PROVIDED RECORDS:
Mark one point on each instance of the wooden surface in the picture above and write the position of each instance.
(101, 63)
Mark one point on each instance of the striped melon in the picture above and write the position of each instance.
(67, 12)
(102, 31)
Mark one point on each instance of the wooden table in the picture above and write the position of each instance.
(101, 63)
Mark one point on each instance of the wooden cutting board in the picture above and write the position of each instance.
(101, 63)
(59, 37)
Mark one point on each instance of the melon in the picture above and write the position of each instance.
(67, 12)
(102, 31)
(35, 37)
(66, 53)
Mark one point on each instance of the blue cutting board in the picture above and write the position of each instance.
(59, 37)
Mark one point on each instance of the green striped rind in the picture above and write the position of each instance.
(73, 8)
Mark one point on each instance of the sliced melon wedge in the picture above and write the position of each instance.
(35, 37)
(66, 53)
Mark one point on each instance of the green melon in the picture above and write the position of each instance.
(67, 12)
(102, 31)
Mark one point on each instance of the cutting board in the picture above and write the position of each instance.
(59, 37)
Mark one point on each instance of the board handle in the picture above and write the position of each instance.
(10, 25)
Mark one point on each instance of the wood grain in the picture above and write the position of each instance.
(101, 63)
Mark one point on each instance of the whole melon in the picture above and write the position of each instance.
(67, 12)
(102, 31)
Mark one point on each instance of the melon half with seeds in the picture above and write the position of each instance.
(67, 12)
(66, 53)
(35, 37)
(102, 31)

==

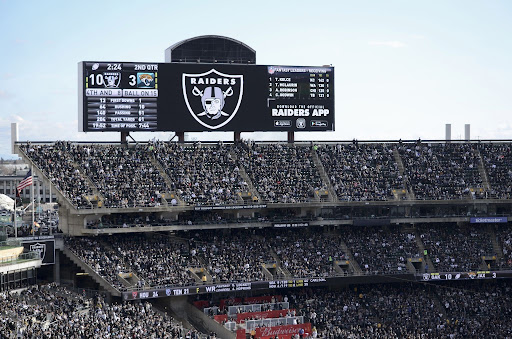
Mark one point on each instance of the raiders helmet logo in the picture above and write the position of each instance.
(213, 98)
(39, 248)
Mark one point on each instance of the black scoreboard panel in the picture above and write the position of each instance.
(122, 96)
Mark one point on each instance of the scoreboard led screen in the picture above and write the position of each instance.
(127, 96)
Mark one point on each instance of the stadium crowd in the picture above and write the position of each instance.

WHAT YOU HAVE TO DO: Going back to the entries above, set down exactly the lines that begin at the one with "Mark one point on each instance of the black" and end at the one with "Mark one point on each instance of the stadium", both included, and nothing else.

TASK ANSWER:
Mark one point on each instance of the black scoreboard panel in the picture above and write the position of each instance.
(122, 96)
Mark one point on each instance of the scoreboard led screen in the picture above and write the position of each instance.
(127, 96)
Mark one point on each instance of the stadium crowd in the picture above and write the position of each instance.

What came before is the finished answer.